## STATED TASK
Recast the records below as a two-column CSV with the columns "input" and "output", one row per record. Put each record's text under "input" and its answer under "output", with each value in a single quoted field and every line break replaced by a space.

## DATA SUPPLIED
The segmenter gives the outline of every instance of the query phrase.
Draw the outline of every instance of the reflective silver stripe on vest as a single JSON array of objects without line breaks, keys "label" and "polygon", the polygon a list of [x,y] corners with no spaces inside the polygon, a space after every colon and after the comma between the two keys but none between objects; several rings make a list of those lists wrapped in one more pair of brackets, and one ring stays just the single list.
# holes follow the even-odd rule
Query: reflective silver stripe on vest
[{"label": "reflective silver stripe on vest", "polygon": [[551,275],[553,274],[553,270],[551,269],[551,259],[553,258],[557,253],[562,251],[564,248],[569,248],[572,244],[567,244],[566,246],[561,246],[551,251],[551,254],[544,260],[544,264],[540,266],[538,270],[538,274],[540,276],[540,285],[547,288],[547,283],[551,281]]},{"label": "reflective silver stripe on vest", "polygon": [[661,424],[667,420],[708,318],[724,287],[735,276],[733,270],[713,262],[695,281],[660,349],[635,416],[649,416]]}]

## WRITTEN SOLUTION
input,output
"The segmenter gives the outline of every instance of the query phrase. Draw the outline of every instance of the reflective silver stripe on vest as a single JSON array of objects without line breaks, keys ""label"" and ""polygon"", the polygon a list of [x,y] corners with no spaces inside the polygon, a space after every colon and after the comma between the two keys but none between objects; several rings make a list of those lists wrapped in one more pair of brackets, and one ring stays just the single list. # holes follow the even-odd rule Query: reflective silver stripe on vest","[{""label"": ""reflective silver stripe on vest"", ""polygon"": [[551,275],[553,274],[553,270],[551,269],[551,259],[553,258],[557,253],[562,251],[564,248],[569,248],[572,244],[567,244],[566,246],[561,246],[551,251],[551,254],[544,260],[544,264],[540,266],[538,270],[538,274],[540,276],[540,285],[547,288],[547,283],[551,281]]},{""label"": ""reflective silver stripe on vest"", ""polygon"": [[661,424],[667,420],[708,318],[724,287],[735,276],[733,270],[713,262],[695,281],[660,349],[635,416],[649,416]]}]"